▸ **What is asked**
Rewrite the records below with "instance outlines" replaced by "instance polygons" everywhere it occurs, keeping every other line unchanged and omitting the pictures.

● ● ●

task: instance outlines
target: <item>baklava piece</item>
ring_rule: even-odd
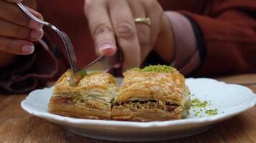
[[[163,121],[188,117],[190,92],[183,75],[168,66],[132,69],[124,74],[111,118],[125,121]]]
[[[83,75],[77,87],[69,86],[72,74],[68,70],[57,82],[50,103],[50,113],[77,118],[110,119],[111,101],[117,85],[114,77],[105,72]]]

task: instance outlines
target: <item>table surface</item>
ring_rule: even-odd
[[[256,74],[216,78],[256,93]],[[113,142],[79,137],[63,126],[32,116],[20,107],[27,94],[0,95],[1,142]],[[157,142],[256,142],[256,107],[200,134]]]

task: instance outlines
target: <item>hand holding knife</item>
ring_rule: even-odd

● ● ●

▸ **Answer to the exercise**
task: instance polygons
target: <item>baklava piece</item>
ring_rule: even-odd
[[[163,121],[188,117],[190,92],[183,75],[168,66],[132,69],[124,74],[111,118],[125,121]]]
[[[83,75],[77,87],[69,86],[72,74],[68,70],[57,82],[50,103],[50,113],[77,118],[110,119],[111,101],[117,85],[114,77],[105,72]]]

task: instance polygons
target: <item>table surface</item>
ring_rule: even-odd
[[[256,74],[216,78],[256,93]],[[113,142],[79,137],[63,126],[32,116],[20,107],[27,94],[0,95],[1,142]],[[157,142],[256,142],[256,107],[200,134]]]

task: instance polygons
target: <item>hand holding knife</item>
ring_rule: even-odd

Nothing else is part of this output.